→ **WHAT YOU SHOULD DO**:
Required from the data below: the exact lines starting at the line containing "Target: green shrub" and ending at the line containing "column 196, row 107", with both ends kept and all pictures dropped.

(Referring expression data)
------------------------------------------------------------------------
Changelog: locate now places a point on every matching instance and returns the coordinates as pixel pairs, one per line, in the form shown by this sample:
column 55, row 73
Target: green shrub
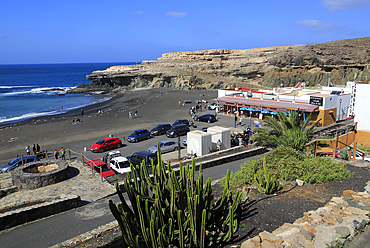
column 288, row 164
column 175, row 211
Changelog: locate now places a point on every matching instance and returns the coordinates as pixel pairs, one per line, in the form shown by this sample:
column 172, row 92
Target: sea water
column 28, row 91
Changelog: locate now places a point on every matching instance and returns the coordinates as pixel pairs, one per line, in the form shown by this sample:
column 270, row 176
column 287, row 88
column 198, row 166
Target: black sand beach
column 154, row 106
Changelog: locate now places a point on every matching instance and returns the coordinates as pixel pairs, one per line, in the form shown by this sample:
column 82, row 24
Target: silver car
column 165, row 146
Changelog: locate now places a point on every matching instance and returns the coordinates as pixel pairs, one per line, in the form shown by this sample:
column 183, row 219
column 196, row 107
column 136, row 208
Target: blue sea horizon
column 28, row 91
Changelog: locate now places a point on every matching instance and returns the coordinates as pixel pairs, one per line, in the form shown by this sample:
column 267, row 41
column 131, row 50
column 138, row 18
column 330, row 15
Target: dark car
column 18, row 162
column 138, row 157
column 207, row 118
column 181, row 121
column 138, row 135
column 106, row 144
column 160, row 129
column 178, row 130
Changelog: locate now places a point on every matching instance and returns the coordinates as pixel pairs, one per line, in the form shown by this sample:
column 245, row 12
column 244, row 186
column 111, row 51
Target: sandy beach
column 154, row 106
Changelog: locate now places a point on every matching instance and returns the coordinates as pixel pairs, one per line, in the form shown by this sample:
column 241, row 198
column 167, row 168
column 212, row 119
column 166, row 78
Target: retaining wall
column 49, row 207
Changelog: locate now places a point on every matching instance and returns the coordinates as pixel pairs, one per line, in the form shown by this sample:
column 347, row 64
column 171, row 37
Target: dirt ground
column 266, row 213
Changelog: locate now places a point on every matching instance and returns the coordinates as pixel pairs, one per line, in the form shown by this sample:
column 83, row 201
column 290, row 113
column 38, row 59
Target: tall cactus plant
column 174, row 211
column 265, row 182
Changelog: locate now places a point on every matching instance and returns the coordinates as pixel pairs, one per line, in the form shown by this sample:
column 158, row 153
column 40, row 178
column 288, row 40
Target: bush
column 175, row 211
column 288, row 164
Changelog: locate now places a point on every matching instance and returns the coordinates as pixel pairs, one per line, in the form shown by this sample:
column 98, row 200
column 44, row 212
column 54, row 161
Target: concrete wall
column 362, row 104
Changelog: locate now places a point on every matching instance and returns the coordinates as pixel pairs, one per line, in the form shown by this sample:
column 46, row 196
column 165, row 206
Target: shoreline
column 51, row 116
column 154, row 106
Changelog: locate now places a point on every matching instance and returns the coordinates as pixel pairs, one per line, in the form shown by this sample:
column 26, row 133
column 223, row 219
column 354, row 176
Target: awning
column 266, row 104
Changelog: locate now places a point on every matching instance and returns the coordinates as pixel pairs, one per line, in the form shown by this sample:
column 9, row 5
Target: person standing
column 27, row 150
column 219, row 143
column 56, row 154
column 63, row 153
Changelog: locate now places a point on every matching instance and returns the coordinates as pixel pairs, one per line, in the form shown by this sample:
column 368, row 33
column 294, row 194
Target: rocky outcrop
column 341, row 61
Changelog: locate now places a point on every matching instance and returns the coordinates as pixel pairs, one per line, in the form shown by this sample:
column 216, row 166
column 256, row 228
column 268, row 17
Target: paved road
column 66, row 225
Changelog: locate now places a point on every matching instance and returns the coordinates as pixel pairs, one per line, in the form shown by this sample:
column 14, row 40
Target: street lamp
column 250, row 119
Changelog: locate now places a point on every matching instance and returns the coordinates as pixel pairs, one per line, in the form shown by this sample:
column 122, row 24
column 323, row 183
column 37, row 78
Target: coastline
column 155, row 106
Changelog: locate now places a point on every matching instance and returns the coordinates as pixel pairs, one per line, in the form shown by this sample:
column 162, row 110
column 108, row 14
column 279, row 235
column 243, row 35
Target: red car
column 327, row 154
column 106, row 144
column 97, row 164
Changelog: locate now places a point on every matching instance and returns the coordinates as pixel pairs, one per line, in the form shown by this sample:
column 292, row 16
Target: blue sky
column 84, row 31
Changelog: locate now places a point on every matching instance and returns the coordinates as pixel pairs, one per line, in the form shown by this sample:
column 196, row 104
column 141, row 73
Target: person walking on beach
column 219, row 143
column 56, row 154
column 27, row 150
column 63, row 153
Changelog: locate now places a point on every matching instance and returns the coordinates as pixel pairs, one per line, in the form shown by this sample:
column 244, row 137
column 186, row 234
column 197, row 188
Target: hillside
column 341, row 61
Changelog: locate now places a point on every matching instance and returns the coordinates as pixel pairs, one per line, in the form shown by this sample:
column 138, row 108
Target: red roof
column 266, row 104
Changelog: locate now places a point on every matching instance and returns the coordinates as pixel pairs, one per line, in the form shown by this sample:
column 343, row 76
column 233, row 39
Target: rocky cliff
column 341, row 61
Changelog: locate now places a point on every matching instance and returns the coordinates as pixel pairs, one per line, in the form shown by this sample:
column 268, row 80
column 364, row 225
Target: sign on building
column 351, row 110
column 315, row 100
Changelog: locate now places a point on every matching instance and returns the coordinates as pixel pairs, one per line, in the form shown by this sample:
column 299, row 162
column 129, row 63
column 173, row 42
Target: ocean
column 27, row 91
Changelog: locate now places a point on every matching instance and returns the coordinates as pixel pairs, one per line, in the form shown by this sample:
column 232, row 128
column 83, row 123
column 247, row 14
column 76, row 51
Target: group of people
column 35, row 149
column 130, row 114
column 61, row 154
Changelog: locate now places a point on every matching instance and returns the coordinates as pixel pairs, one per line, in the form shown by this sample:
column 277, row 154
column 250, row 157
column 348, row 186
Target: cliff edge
column 341, row 61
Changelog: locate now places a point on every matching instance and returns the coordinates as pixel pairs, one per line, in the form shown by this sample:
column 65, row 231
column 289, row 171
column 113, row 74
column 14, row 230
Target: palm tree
column 291, row 131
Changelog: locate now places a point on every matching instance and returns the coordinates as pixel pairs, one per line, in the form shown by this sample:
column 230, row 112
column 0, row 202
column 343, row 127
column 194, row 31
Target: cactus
column 174, row 211
column 265, row 182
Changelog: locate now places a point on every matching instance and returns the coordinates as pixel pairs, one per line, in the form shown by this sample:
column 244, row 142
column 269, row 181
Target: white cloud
column 316, row 25
column 139, row 12
column 338, row 5
column 176, row 14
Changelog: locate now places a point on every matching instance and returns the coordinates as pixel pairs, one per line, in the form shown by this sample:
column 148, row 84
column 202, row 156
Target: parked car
column 207, row 118
column 178, row 130
column 328, row 154
column 18, row 162
column 160, row 129
column 114, row 154
column 138, row 135
column 138, row 157
column 97, row 164
column 120, row 165
column 181, row 121
column 359, row 156
column 106, row 144
column 213, row 106
column 165, row 146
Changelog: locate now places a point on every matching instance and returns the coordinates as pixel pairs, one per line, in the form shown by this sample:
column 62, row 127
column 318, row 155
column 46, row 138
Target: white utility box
column 222, row 134
column 199, row 142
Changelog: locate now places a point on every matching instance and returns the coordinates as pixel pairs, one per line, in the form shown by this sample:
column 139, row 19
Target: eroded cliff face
column 341, row 61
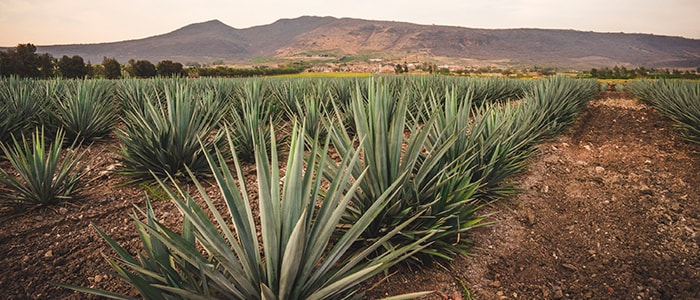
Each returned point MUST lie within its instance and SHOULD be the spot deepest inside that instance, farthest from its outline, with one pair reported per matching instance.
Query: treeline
(220, 71)
(641, 72)
(23, 61)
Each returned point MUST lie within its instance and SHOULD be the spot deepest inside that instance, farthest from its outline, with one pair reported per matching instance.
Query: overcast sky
(46, 22)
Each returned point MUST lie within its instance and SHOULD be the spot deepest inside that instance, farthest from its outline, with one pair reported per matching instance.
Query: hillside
(292, 38)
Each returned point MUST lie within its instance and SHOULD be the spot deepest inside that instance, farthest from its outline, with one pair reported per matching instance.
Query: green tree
(112, 68)
(72, 67)
(46, 65)
(21, 61)
(142, 68)
(169, 68)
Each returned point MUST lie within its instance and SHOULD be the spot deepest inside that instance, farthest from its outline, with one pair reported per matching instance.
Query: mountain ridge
(212, 40)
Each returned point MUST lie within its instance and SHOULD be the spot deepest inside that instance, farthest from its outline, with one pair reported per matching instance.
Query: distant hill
(309, 36)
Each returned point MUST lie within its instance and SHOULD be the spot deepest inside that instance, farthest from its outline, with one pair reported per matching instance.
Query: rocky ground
(609, 210)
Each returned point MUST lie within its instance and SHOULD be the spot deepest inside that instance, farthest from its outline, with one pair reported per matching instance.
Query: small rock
(530, 218)
(558, 293)
(645, 190)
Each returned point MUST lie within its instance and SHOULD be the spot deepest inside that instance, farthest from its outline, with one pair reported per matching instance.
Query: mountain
(346, 37)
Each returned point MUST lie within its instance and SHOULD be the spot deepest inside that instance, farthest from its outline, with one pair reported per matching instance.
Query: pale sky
(47, 22)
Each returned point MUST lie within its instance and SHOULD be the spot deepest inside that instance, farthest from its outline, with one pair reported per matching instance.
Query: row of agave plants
(678, 100)
(418, 157)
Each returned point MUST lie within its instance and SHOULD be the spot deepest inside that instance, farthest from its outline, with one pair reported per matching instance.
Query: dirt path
------------------------------------------------------------------------
→ **SOLUTION**:
Target: green shrub
column 288, row 164
column 175, row 211
Changelog: locate now places a point on every matching instance and returns the coordinates as pixel pairs, one per line, in the form shown by this sample:
column 172, row 92
Target: sea water
column 28, row 91
Changelog: locate now places a point on every matching instance and returns the coordinates as pixel pairs, one per line, in the form shown by this sample:
column 270, row 176
column 287, row 88
column 198, row 166
Target: black sand beach
column 154, row 106
Changelog: locate now places a point on every matching instance and returns the coordinates as pixel pairs, one per line, in the form shown by this sample:
column 82, row 24
Target: silver car
column 165, row 146
Changelog: locate now places a point on every matching instance and returns the coordinates as pixel pairs, one per line, in the form shown by this sample:
column 183, row 219
column 196, row 107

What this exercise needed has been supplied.